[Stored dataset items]

##############################

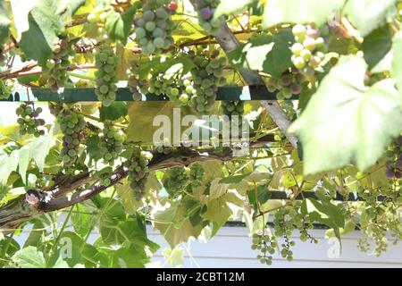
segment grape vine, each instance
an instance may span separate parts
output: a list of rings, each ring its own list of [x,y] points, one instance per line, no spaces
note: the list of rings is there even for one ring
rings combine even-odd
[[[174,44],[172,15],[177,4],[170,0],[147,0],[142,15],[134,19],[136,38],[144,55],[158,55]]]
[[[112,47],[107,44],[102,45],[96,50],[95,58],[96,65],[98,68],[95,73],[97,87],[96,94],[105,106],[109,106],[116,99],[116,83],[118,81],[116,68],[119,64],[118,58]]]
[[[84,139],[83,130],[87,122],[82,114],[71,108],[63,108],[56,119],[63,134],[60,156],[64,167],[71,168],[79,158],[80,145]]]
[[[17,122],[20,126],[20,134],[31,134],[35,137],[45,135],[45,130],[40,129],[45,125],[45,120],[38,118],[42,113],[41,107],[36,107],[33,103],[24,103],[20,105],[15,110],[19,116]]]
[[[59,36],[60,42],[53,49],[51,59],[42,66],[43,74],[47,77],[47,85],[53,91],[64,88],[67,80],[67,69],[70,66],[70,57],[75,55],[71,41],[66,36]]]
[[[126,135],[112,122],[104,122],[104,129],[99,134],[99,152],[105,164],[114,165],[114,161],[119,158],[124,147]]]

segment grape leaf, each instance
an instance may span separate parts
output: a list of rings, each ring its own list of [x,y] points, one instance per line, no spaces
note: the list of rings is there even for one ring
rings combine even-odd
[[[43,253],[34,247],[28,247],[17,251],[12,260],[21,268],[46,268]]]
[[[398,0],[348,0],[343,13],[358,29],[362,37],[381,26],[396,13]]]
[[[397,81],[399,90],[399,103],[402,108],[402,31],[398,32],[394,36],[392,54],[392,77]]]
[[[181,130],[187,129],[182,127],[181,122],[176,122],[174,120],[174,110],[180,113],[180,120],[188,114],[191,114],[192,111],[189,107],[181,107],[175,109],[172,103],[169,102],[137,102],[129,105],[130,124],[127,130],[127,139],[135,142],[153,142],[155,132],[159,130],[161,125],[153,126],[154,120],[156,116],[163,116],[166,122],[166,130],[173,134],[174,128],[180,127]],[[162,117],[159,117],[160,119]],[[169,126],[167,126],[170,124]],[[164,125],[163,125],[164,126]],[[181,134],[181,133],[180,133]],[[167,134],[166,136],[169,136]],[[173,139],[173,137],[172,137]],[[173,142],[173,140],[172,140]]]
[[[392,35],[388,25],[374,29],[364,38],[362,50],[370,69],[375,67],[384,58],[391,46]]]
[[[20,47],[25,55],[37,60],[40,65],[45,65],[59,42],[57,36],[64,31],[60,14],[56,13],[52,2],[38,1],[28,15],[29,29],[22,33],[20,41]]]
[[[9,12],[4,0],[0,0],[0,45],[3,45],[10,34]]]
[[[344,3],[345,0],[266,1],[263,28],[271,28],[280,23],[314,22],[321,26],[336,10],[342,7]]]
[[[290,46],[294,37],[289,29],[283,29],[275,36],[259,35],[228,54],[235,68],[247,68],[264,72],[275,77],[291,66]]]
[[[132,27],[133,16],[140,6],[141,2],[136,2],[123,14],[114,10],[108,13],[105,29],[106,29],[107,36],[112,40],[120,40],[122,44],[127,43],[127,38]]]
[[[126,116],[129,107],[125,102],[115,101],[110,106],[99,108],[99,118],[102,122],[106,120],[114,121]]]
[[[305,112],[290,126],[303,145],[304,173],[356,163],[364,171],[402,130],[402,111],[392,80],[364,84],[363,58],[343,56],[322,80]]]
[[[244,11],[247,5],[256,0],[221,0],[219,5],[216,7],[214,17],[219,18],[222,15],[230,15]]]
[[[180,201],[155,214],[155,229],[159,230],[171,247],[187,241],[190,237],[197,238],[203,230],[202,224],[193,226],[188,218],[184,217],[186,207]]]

##############################

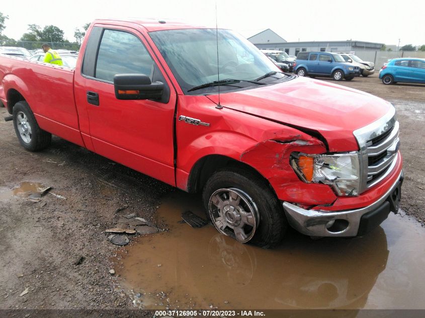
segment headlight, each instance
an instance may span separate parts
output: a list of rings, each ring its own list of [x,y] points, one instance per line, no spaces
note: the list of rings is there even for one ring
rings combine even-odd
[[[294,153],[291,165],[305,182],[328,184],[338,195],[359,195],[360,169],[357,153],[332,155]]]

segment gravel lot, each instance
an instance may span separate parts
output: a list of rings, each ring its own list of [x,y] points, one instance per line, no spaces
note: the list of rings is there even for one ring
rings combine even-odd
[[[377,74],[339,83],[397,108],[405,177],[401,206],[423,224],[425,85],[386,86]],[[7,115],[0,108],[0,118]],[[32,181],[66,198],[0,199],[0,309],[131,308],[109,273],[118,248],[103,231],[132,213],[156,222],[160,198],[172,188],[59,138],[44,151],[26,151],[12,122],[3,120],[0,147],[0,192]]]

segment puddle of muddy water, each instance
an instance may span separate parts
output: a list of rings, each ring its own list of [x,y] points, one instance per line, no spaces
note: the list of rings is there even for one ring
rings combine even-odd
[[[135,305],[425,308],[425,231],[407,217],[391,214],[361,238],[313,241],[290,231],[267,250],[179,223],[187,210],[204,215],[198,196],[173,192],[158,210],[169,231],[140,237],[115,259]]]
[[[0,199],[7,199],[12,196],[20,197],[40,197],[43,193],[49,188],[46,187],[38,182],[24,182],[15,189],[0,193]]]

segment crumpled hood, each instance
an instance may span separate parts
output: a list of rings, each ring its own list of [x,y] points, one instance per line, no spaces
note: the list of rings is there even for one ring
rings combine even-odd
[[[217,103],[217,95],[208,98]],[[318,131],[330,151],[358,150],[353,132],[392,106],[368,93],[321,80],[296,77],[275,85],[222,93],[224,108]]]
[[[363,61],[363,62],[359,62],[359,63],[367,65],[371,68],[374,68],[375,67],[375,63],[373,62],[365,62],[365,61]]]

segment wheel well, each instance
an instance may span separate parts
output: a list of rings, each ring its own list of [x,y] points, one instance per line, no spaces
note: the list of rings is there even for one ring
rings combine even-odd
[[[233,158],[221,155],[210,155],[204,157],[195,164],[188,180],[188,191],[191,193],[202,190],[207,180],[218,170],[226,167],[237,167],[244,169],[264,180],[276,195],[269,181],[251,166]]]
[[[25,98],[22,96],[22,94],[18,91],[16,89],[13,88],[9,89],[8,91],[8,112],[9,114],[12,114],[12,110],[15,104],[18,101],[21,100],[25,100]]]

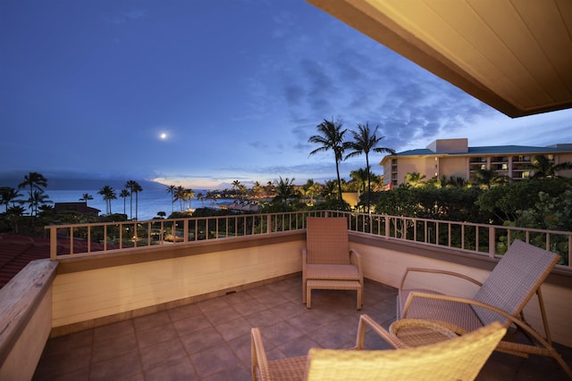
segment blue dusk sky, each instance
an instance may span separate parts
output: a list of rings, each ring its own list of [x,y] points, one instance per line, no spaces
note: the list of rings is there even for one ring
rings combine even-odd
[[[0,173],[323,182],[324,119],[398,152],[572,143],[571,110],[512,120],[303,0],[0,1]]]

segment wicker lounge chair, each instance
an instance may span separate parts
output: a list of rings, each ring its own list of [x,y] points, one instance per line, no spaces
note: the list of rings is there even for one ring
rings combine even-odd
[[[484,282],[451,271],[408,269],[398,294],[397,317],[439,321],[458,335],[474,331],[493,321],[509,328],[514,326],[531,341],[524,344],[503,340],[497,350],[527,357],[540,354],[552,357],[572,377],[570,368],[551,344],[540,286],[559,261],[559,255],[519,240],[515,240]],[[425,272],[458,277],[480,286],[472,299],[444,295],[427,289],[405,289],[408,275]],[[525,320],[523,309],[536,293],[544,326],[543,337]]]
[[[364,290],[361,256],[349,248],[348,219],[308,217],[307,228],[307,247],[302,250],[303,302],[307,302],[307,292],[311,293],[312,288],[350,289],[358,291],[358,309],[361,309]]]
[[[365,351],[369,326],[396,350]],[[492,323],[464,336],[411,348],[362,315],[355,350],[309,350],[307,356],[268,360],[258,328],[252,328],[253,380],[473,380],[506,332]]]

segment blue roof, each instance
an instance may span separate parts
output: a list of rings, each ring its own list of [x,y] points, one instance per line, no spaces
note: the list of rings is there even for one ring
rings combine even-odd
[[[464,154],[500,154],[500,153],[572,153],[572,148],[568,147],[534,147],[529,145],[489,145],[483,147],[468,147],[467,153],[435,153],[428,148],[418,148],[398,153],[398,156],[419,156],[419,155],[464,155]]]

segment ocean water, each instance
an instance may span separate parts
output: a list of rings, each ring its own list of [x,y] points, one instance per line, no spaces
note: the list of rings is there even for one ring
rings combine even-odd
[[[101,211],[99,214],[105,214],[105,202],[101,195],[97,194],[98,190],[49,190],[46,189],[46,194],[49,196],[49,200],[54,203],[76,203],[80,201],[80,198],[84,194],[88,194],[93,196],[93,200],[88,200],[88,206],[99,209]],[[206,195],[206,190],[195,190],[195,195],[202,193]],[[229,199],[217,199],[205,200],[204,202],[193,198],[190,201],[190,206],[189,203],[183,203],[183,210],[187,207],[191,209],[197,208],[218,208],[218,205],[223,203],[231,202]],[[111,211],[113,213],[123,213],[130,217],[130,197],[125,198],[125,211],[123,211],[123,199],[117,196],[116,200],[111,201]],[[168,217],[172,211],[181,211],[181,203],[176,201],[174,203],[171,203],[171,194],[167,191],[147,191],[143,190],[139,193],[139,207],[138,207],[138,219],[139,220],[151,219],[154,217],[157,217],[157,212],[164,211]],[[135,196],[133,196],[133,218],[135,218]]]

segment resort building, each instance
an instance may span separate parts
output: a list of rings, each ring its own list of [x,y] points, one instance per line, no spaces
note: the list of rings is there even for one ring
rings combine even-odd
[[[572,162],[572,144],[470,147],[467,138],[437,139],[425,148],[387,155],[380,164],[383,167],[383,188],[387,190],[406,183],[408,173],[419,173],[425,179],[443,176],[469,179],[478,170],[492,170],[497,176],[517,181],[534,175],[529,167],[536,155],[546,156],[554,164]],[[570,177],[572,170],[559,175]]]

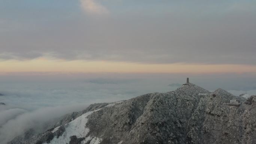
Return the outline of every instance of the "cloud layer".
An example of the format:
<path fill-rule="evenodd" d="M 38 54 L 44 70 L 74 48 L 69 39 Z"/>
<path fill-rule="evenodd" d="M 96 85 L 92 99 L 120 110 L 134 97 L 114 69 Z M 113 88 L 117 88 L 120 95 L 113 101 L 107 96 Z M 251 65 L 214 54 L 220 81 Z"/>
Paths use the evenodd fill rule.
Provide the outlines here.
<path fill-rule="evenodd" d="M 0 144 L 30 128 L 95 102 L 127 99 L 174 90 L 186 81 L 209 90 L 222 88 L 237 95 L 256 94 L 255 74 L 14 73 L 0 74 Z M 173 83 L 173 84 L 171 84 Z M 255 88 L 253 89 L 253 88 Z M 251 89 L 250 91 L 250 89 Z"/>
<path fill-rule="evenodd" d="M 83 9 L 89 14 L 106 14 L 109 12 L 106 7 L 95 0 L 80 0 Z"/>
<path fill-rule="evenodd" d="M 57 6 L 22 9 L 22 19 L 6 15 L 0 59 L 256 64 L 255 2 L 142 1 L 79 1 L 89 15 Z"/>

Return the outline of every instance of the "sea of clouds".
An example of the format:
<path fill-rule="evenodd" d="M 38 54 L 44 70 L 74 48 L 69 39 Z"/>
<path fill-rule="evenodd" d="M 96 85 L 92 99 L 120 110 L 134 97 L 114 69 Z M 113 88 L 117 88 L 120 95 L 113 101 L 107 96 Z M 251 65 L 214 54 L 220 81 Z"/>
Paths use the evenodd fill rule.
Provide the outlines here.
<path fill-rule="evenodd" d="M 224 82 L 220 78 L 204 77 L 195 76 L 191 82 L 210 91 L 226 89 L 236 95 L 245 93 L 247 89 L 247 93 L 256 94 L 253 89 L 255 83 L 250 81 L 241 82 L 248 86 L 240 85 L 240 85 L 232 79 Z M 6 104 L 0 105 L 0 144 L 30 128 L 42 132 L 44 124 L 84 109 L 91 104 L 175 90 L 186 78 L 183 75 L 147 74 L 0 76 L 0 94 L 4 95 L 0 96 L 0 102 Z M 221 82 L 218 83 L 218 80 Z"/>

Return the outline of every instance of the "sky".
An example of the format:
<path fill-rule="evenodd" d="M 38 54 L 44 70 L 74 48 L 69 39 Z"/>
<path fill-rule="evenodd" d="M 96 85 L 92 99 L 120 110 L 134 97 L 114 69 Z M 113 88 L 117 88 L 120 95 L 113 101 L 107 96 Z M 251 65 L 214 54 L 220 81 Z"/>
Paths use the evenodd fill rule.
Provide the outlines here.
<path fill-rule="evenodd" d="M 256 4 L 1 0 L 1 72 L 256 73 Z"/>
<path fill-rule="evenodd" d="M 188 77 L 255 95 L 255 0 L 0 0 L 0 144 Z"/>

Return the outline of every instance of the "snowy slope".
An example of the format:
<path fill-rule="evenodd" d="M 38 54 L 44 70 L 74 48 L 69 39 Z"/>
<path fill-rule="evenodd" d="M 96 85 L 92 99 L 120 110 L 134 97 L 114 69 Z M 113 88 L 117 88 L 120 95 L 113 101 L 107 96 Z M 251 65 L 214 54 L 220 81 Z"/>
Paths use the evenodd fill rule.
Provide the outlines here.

##############################

== Task instructions ==
Count the lines in the data above that contain the string "Return". Reply with the number only.

== The response ==
4